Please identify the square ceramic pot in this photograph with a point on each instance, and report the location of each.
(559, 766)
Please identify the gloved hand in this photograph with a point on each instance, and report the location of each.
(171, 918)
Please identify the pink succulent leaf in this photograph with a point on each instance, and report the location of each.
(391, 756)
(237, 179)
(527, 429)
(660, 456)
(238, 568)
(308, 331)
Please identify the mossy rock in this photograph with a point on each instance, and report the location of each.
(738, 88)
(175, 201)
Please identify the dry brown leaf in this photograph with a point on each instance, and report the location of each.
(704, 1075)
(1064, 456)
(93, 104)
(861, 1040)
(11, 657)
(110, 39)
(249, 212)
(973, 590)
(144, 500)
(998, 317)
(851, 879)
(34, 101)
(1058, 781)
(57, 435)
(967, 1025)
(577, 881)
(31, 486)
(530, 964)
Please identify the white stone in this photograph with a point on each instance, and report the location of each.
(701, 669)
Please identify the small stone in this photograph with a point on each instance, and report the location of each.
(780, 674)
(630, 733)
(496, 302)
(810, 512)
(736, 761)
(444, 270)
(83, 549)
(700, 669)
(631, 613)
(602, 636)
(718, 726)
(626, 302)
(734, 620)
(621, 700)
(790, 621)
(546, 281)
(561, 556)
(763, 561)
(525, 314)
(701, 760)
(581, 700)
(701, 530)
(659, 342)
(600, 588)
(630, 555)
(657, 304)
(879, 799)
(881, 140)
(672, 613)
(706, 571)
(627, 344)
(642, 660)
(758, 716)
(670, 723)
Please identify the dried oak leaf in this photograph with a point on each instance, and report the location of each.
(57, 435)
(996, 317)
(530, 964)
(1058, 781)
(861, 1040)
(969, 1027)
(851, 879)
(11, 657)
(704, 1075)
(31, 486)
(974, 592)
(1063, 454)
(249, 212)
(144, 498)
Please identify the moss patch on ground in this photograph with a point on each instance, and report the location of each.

· · · · · · ·

■ **Directions**:
Reproduce the records above exactly as they appear.

■ **Answer box**:
Please identify the square ceramic pot in this photograph with a point on each instance, and report the location of each.
(559, 766)
Please identify the gloved hand in this photograph with a point on each instance, and report the location of each.
(171, 918)
Please identify the pink succulent leaf in this photograph with a point on each instance, and report the location of each.
(391, 756)
(237, 179)
(527, 429)
(660, 456)
(238, 568)
(308, 331)
Please identify the mossy rock in this photograph with a point on each instance, and report the location of each.
(738, 88)
(175, 201)
Please identify the dry brown leaf in this photograph with a point on each instance, and report the location of each.
(704, 1075)
(1064, 456)
(93, 104)
(861, 1040)
(11, 657)
(110, 39)
(249, 212)
(973, 590)
(144, 500)
(998, 317)
(851, 879)
(34, 101)
(1058, 781)
(57, 435)
(967, 1025)
(577, 881)
(31, 486)
(530, 964)
Please identify the white stone in this photograph with a point on each instance, and report the location of each.
(701, 669)
Please identify the small stone in this photograph with a point on each instance, and report the location of each.
(780, 674)
(630, 733)
(496, 302)
(810, 512)
(736, 761)
(444, 270)
(83, 549)
(700, 669)
(631, 613)
(602, 636)
(718, 726)
(626, 302)
(734, 620)
(621, 700)
(790, 621)
(546, 281)
(561, 556)
(763, 561)
(525, 314)
(701, 760)
(581, 700)
(701, 530)
(659, 342)
(600, 588)
(630, 555)
(657, 304)
(879, 799)
(881, 140)
(672, 613)
(706, 571)
(627, 344)
(642, 660)
(758, 716)
(670, 723)
Please identify the dried oak leaf in this photograph with a point on each instance, and report the location of each.
(57, 435)
(996, 317)
(530, 964)
(1058, 781)
(861, 1040)
(969, 1027)
(851, 879)
(11, 657)
(704, 1075)
(31, 486)
(974, 592)
(1063, 454)
(249, 212)
(144, 498)
Please identify the moss patch on ground in this photograph with a point on each instance, and report the location of each.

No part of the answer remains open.